Task objective: Every entry should be copied exactly, with nothing added or dropped.

Region pointing data

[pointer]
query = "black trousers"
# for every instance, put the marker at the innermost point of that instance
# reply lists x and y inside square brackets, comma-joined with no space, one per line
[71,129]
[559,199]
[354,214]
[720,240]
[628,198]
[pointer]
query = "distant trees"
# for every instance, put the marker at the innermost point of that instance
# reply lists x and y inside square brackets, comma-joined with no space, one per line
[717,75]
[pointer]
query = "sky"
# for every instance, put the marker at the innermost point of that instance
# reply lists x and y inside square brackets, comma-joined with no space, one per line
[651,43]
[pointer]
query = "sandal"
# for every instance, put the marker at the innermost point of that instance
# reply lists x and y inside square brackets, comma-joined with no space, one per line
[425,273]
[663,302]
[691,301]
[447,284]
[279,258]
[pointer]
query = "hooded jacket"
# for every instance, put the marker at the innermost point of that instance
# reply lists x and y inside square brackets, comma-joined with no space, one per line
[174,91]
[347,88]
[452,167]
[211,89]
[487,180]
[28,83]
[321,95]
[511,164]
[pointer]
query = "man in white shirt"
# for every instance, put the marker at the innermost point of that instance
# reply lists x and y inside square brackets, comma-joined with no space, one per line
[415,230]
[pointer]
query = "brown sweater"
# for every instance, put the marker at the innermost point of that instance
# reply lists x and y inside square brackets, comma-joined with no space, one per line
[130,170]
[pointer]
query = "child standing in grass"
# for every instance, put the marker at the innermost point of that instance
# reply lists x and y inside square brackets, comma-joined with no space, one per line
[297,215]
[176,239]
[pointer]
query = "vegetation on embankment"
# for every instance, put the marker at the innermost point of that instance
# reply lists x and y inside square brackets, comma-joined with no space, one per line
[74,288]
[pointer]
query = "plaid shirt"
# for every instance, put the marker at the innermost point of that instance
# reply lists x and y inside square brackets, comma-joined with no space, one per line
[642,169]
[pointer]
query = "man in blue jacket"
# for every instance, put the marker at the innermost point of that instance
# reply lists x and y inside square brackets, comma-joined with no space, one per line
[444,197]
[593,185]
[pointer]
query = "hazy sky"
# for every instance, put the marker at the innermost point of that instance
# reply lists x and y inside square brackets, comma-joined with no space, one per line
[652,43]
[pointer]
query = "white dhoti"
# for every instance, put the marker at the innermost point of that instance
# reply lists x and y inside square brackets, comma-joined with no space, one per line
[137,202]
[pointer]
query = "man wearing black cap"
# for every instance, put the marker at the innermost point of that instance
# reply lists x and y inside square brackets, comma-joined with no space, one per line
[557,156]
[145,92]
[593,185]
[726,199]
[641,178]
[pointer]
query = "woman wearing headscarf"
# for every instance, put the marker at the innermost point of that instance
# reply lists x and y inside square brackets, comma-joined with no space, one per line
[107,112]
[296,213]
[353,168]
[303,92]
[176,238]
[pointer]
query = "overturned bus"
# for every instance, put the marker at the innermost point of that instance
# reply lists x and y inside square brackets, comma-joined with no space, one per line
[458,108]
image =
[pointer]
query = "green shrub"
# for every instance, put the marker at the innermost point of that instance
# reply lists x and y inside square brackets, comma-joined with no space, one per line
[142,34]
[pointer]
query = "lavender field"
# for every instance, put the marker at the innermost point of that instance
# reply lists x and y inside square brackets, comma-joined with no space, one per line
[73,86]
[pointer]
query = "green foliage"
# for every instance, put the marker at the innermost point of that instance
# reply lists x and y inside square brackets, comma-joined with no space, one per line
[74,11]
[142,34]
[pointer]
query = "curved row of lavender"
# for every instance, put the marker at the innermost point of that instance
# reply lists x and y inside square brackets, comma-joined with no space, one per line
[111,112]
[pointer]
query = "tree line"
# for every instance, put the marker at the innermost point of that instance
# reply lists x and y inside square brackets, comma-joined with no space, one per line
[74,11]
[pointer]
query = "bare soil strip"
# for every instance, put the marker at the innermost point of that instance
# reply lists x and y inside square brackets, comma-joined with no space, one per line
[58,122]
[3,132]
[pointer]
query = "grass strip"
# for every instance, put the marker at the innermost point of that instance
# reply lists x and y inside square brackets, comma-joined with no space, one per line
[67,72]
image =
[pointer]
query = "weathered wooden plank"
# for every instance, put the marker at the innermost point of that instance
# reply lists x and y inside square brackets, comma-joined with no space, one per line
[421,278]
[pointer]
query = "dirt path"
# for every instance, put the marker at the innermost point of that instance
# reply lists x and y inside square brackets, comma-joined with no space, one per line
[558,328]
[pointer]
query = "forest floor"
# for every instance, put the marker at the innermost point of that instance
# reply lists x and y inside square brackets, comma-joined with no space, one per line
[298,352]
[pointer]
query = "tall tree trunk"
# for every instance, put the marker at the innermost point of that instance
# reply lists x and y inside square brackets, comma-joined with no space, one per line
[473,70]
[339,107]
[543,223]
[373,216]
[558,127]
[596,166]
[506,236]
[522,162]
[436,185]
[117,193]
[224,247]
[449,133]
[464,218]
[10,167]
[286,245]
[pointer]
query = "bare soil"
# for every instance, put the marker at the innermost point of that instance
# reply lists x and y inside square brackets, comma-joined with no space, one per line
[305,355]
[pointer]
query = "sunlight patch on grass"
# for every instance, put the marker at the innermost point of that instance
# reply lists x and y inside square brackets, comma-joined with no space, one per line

Reply:
[pointer]
query = "black trousers"
# for every instance, put the marker at the innermost point of that instance
# reply lists x and y inside square brackets, comma-joined with no space, one per line
[71,129]
[559,199]
[354,214]
[720,240]
[628,198]
[pointer]
query = "distant trees"
# for every instance, put the marker at the innermost point of that instance
# reply lists x and y inside square brackets, comma-joined with no space, one per line
[717,75]
[pointer]
query = "sky"
# for every instance, put the marker at the innermost point of that instance
# reply lists x and y inside square brackets, comma-joined with no space, one per line
[651,43]
[pointer]
query = "sandal"
# for every instance, put the marker at the innermost point of that instance
# reply lists x and y inside square brackets, comma-joined with no space, one per line
[425,273]
[663,302]
[691,301]
[447,284]
[279,258]
[pointer]
query = "hooded jacket"
# for every instance, put the marker at the innermost point of that instance
# reply lists x and y inside square brackets, comma-joined with no space, one per line
[174,91]
[347,88]
[452,167]
[211,89]
[487,180]
[28,83]
[321,95]
[511,164]
[pointer]
query = "man in white shirt"
# for every instance, put the marker at the innermost point of that instance
# reply lists x and y inside square brackets, comma-joined with no space, one per line
[415,230]
[pointer]
query = "brown sweater"
# for every instance, put the marker at the innermost point of that instance
# reply lists x and y inside square brackets, comma-joined with no space, one per line
[130,170]
[pointer]
query = "child standing in grass"
# for every instance, put the marker at the innermost point of that instance
# reply lists x and y inside square brackets, comma-joined with no space, one per line
[297,215]
[176,239]
[pointer]
query = "vegetation on embankment"
# for every instance, put the marker at the innermost point of that instance
# reply lists x and y inside square brackets, comma-joined with no space, one per line
[74,288]
[pointer]
query = "plaid shirt"
# for every instance, put the marker at the innermost point of that instance
# reply lists x and y inside square brackets, comma-joined with no space, one per line
[642,169]
[pointer]
query = "man in blue jacket"
# for every instance, put the marker at the innermost point of that instance
# reply lists x and y inside square brackets, comma-joined with no space, one per line
[444,197]
[593,185]
[pointer]
query = "hazy sky"
# for every instance, put the marker at the innermost point of that instance
# reply lists x and y inside square brackets, comma-joined with no space, one per line
[652,43]
[pointer]
query = "white dhoti"
# for every instance, put the marker at the innermost point of that instance
# reply lists x and y inside square brackets, comma-joined with no space, one per line
[137,202]
[pointer]
query = "man wearing black cap"
# for every instance, put the marker at the innermost point of that instance
# reply lists x and y inside square brackets, comma-joined with no space, one per line
[557,156]
[145,92]
[593,185]
[726,199]
[641,178]
[pointer]
query = "woman wearing headscarf"
# for every instance, put the marker at the innermost point of that instance
# reply lists x and y inside square brackets, comma-joined with no space, one per line
[107,112]
[296,213]
[353,168]
[303,92]
[176,238]
[pointer]
query = "overturned bus"
# for every instance, put the marker at the innermost point of that instance
# reply lists x and y inside square brackets, comma-joined with no space, one per line
[458,108]
image =
[pointer]
query = "green shrub"
# for every instance, put the marker at the innermost point of that instance
# reply lists x and y inside square brackets, comma-joined with no space, one per line
[142,34]
[pointer]
query = "lavender field"
# for every instance, put the marker at the innermost point of that instance
# reply lists x and y inside square brackets, comma-joined with no space, one per line
[73,86]
[pointer]
query = "green foliage"
# for every instance, put the marker at the innermost point of that instance
# reply lists x and y inside square brackets, comma-joined with no space, one per line
[74,11]
[142,34]
[pointer]
query = "curved row of lavender"
# for every instance, put the marker at the innermost point of that instance
# reply lists x and y inside square brackets, comma-joined with no space, one per line
[111,112]
[pointer]
query = "tree line"
# for every instance, put the marker at the innermost point of that instance
# reply lists x and y inside square brackets, comma-joined with no space, one per line
[74,11]
[pointer]
query = "bare soil strip"
# for every instance, put the marker at the innermost point of that instance
# reply lists x and y inside square brackets, comma-joined with no space, one per line
[58,122]
[3,132]
[pointer]
query = "grass strip"
# for every instance, put the marker at the innermost point of that instance
# reply lists x and y inside square brackets, comma-joined with no space, one per line
[67,72]
image =
[pointer]
query = "weathered wooden plank"
# for every instance, put the marker at the innermost point of that instance
# reply lists x and y inside square brackets, comma-joined with no space, one per line
[421,278]
[pointer]
query = "dirt path"
# for every instance, put the marker at the innermost point of that instance
# reply lists x and y inside square brackets, comma-joined with no space, one per line
[558,328]
[pointer]
query = "forest floor"
# for every instance, put the marker at the innermost point of that instance
# reply lists x and y inside square brackets, comma-joined with no space, one per line
[298,352]
[pointer]
query = "tall tree trunk"
# for every instance, put the marker at the innermost point of that instance
# reply lists x and y inside square brackets, comma-joined with no space, one per line
[473,70]
[339,107]
[543,223]
[373,216]
[558,127]
[596,166]
[506,236]
[522,162]
[436,185]
[117,193]
[224,247]
[449,133]
[464,218]
[10,167]
[286,245]
[pointer]
query = "bare soil"
# for every instance, put the marker at the innermost point of that instance
# reply lists x and y inside square brackets, comma-joined with no space, one per line
[305,355]
[pointer]
query = "sunlight patch on grass"
# for every instance, put the marker at the innermost point of that instance
# reply lists x and y inside square brackets, comma-joined with no space, one per line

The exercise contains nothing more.